*Problem statement*.
Print the data below exactly, but only the lines from the one containing "positive clicks: (282, 197) (277, 197)" down to the one containing "positive clicks: (634, 256) (461, 220)", inclusive.

*Stored records*.
════════════════

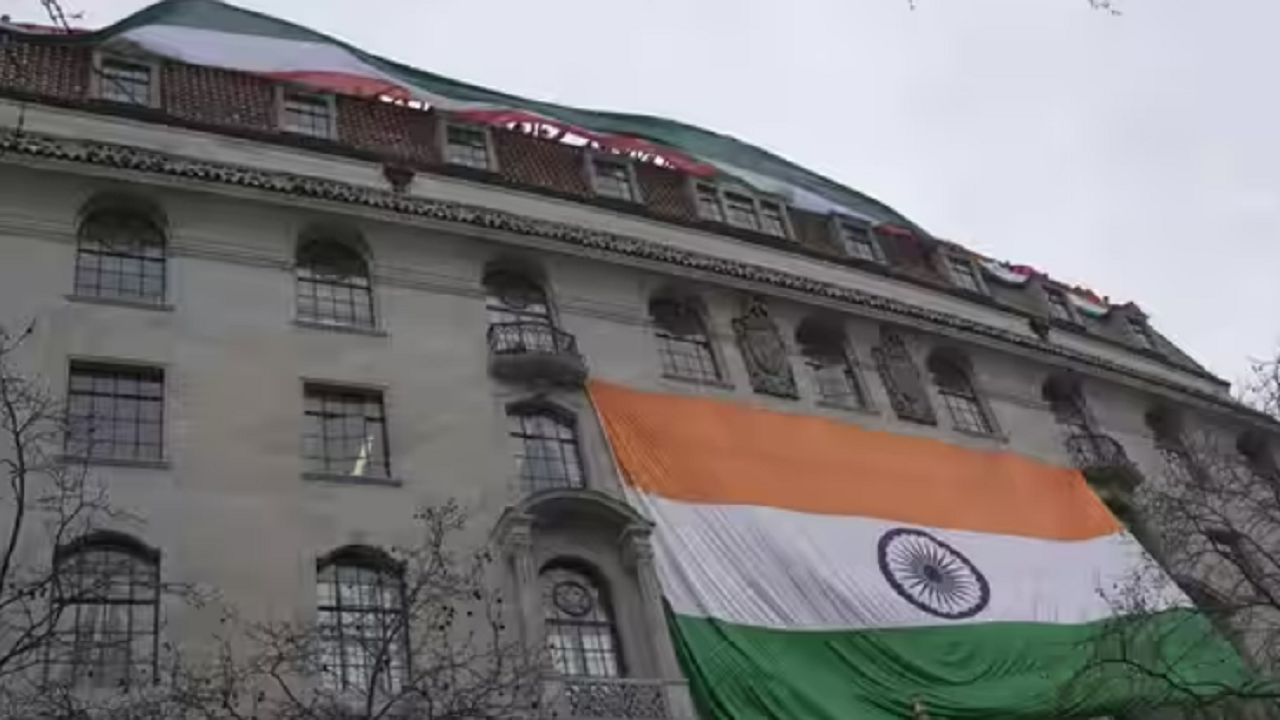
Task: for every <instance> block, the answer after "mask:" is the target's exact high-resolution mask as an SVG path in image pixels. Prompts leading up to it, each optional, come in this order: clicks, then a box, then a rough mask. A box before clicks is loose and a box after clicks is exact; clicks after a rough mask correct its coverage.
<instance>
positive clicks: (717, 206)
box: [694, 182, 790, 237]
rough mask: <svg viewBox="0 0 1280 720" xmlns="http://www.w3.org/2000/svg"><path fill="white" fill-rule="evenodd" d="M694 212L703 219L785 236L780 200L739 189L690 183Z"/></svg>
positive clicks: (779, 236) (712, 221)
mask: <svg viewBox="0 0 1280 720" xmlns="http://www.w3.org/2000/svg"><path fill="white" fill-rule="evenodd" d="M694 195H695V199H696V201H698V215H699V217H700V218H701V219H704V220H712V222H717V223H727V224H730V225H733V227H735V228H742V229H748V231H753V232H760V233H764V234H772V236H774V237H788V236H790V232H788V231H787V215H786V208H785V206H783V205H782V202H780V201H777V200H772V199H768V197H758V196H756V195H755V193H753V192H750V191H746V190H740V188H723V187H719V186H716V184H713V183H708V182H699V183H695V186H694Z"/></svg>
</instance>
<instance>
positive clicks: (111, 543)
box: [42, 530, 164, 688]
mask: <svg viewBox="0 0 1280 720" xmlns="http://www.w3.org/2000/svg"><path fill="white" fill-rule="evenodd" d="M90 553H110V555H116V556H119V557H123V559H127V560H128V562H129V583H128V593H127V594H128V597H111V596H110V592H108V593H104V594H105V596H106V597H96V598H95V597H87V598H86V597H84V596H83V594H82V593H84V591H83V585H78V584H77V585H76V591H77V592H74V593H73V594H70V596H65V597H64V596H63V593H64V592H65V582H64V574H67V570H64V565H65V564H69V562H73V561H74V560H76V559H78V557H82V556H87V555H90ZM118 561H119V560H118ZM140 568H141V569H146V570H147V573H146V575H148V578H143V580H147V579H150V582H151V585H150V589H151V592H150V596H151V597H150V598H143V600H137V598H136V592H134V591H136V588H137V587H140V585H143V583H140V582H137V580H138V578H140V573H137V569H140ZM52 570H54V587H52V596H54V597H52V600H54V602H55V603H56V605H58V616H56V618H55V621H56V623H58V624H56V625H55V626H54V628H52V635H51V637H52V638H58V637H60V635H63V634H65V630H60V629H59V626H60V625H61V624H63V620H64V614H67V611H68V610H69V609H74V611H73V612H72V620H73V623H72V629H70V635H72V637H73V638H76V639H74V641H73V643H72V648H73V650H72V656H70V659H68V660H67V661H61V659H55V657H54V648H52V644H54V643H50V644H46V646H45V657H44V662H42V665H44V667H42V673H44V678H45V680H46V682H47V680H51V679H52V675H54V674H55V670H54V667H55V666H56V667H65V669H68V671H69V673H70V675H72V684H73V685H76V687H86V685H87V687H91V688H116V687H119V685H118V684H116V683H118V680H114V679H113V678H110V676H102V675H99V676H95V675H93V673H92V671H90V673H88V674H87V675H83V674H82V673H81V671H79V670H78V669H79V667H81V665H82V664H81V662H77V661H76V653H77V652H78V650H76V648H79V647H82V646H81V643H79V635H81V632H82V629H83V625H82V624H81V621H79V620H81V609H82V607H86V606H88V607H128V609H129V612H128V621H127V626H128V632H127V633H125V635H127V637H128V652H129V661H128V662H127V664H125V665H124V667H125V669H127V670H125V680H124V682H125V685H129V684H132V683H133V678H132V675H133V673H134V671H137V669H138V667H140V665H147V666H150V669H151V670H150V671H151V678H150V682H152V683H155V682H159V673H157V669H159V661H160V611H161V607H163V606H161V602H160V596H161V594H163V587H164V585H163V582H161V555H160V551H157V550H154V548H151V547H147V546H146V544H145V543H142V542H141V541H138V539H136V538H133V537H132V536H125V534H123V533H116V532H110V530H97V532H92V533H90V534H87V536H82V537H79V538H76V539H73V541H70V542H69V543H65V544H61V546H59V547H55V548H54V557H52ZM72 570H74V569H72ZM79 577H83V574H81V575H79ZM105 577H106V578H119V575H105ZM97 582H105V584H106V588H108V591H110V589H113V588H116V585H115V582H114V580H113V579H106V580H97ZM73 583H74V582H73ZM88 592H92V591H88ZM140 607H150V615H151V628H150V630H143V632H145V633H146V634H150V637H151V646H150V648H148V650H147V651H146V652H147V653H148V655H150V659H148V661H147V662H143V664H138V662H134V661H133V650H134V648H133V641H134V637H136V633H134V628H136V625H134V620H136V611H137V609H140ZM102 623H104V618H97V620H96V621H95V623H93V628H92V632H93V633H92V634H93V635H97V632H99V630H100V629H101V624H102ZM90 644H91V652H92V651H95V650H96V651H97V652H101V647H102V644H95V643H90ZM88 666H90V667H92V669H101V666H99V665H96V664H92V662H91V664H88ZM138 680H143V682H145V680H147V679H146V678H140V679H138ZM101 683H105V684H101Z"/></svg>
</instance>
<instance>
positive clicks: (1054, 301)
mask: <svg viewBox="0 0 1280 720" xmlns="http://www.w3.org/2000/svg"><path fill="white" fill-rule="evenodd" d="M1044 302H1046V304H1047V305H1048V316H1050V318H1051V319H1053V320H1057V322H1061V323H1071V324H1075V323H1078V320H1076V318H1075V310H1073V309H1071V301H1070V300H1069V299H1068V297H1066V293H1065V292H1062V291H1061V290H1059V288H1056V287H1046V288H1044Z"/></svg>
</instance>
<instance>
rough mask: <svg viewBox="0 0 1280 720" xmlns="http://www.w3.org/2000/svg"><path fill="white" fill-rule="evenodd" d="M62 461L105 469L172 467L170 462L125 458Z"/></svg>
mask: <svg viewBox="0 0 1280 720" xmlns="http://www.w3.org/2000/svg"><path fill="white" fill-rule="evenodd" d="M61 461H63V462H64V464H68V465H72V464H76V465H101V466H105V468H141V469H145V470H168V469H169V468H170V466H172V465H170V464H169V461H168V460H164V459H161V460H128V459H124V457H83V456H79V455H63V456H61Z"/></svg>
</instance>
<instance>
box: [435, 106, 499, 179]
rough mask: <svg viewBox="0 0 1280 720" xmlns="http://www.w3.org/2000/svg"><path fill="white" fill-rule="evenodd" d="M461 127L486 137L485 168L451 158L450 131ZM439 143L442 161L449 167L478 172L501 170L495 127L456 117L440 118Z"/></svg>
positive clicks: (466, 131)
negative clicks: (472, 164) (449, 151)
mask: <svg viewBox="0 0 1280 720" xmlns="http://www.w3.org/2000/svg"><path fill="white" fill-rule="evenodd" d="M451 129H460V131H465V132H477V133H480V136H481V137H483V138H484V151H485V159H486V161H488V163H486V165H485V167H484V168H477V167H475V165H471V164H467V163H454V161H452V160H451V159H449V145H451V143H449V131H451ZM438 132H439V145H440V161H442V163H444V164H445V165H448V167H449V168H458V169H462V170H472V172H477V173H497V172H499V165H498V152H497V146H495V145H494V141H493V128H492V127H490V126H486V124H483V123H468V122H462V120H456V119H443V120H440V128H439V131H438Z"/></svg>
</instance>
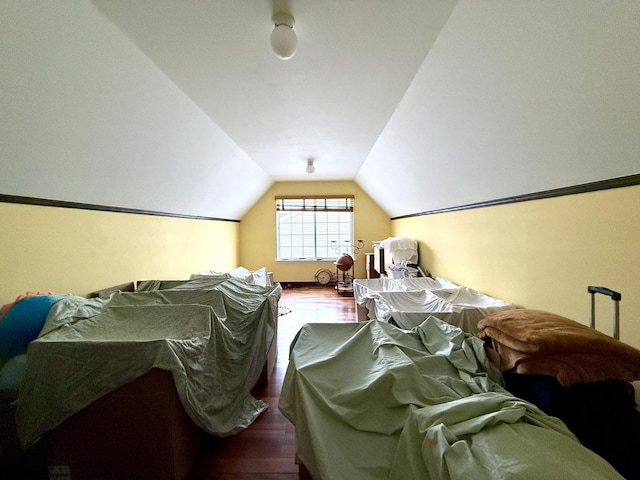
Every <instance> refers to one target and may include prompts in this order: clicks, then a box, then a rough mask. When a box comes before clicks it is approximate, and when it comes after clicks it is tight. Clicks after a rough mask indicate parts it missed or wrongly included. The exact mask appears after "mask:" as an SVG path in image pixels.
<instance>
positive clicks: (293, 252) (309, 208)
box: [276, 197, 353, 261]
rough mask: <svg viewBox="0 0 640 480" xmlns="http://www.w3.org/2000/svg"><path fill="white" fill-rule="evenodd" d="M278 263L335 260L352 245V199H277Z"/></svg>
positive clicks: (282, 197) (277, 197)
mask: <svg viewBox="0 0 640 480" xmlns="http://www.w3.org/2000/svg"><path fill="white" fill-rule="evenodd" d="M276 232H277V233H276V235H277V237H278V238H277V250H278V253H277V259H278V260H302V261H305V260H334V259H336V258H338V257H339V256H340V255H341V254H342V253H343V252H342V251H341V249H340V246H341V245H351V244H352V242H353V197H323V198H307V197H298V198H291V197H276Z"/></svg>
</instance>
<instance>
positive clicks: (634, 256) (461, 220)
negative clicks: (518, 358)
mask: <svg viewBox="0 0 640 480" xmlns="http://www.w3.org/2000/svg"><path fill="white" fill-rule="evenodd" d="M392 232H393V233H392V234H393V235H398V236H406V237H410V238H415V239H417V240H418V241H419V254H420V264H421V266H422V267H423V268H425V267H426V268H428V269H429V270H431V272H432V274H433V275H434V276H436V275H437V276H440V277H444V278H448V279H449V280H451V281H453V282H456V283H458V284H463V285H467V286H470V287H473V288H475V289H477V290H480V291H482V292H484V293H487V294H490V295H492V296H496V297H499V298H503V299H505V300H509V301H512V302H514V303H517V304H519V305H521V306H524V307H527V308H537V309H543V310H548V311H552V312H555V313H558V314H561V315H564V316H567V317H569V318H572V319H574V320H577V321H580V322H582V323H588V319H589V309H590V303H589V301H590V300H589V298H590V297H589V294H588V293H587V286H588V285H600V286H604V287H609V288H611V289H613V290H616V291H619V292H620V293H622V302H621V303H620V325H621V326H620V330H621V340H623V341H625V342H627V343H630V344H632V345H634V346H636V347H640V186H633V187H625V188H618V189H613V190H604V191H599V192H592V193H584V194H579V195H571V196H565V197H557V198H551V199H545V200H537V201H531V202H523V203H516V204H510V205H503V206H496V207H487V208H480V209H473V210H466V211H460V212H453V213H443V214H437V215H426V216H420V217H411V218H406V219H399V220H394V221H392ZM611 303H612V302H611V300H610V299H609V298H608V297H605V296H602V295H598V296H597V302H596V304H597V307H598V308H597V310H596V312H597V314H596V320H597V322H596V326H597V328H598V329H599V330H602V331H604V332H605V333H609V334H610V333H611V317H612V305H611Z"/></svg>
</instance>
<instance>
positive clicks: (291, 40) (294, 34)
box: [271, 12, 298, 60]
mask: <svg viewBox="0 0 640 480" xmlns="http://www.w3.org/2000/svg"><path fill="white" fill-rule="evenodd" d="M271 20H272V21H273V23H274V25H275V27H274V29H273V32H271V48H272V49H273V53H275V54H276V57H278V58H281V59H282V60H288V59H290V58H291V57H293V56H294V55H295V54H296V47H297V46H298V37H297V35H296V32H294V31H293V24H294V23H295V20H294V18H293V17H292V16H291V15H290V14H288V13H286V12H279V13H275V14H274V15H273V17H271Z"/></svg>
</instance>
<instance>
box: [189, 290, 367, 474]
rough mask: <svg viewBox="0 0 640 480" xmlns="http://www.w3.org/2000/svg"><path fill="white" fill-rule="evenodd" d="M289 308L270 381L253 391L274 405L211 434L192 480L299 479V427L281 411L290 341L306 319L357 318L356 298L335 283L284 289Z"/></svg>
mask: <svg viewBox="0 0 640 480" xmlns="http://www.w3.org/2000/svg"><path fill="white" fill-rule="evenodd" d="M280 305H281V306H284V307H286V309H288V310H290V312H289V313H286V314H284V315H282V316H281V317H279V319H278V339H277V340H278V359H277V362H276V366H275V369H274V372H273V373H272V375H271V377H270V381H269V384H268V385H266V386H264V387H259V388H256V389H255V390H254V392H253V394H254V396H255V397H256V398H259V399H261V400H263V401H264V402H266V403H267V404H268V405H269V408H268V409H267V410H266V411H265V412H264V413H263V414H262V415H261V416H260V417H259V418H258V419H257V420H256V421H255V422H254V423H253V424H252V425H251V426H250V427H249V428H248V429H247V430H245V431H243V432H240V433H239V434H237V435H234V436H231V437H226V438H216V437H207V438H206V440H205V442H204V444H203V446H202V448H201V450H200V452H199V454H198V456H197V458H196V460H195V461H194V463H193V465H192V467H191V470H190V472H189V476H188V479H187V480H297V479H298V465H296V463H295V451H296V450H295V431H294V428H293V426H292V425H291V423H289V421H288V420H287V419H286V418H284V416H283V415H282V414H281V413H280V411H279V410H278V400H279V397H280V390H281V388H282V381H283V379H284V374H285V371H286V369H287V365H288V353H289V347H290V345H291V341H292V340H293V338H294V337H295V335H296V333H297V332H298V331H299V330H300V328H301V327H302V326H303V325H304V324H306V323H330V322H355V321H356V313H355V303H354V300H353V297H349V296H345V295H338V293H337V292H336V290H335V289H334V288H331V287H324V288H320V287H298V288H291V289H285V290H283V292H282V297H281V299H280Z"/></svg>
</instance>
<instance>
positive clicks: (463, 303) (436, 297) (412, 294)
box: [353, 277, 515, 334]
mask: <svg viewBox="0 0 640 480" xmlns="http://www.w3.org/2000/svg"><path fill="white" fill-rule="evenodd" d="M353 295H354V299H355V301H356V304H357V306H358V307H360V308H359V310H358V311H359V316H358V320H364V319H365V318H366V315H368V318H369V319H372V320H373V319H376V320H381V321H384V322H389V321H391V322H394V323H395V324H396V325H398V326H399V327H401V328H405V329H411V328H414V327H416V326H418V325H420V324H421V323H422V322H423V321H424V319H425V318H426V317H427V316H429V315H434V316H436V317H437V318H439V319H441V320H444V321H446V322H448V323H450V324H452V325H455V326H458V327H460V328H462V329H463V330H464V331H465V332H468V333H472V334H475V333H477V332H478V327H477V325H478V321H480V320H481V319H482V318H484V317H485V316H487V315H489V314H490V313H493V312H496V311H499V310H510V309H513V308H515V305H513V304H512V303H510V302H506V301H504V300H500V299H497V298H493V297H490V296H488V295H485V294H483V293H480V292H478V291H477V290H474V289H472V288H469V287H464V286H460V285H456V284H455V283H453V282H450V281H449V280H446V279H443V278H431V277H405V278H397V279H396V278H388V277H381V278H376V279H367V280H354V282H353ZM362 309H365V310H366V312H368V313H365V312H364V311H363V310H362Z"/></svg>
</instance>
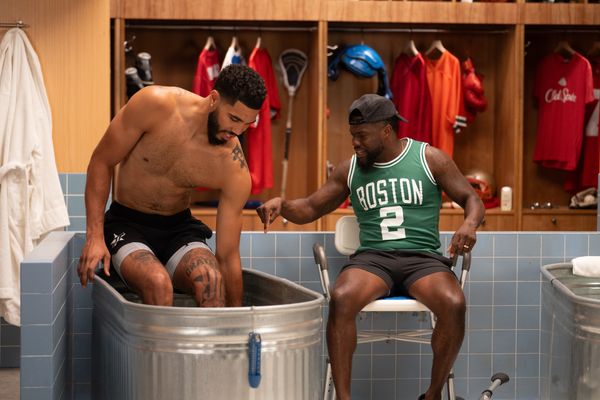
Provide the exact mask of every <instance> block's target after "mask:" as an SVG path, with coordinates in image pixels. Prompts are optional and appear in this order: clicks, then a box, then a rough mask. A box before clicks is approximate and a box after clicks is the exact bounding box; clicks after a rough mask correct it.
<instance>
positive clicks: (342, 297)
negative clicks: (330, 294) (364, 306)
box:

════════════════

*Answer to this problem*.
positive clicks: (282, 197) (277, 197)
mask: <svg viewBox="0 0 640 480" xmlns="http://www.w3.org/2000/svg"><path fill="white" fill-rule="evenodd" d="M276 232H277V233H276V235H277V237H278V238H277V250H278V253H277V259H278V260H302V261H305V260H334V259H336V258H338V257H339V256H340V255H341V254H342V253H343V252H342V251H341V249H340V246H341V245H351V244H352V242H353V197H323V198H307V197H298V198H291V197H276Z"/></svg>
</instance>
<instance>
positive clicks: (634, 256) (461, 220)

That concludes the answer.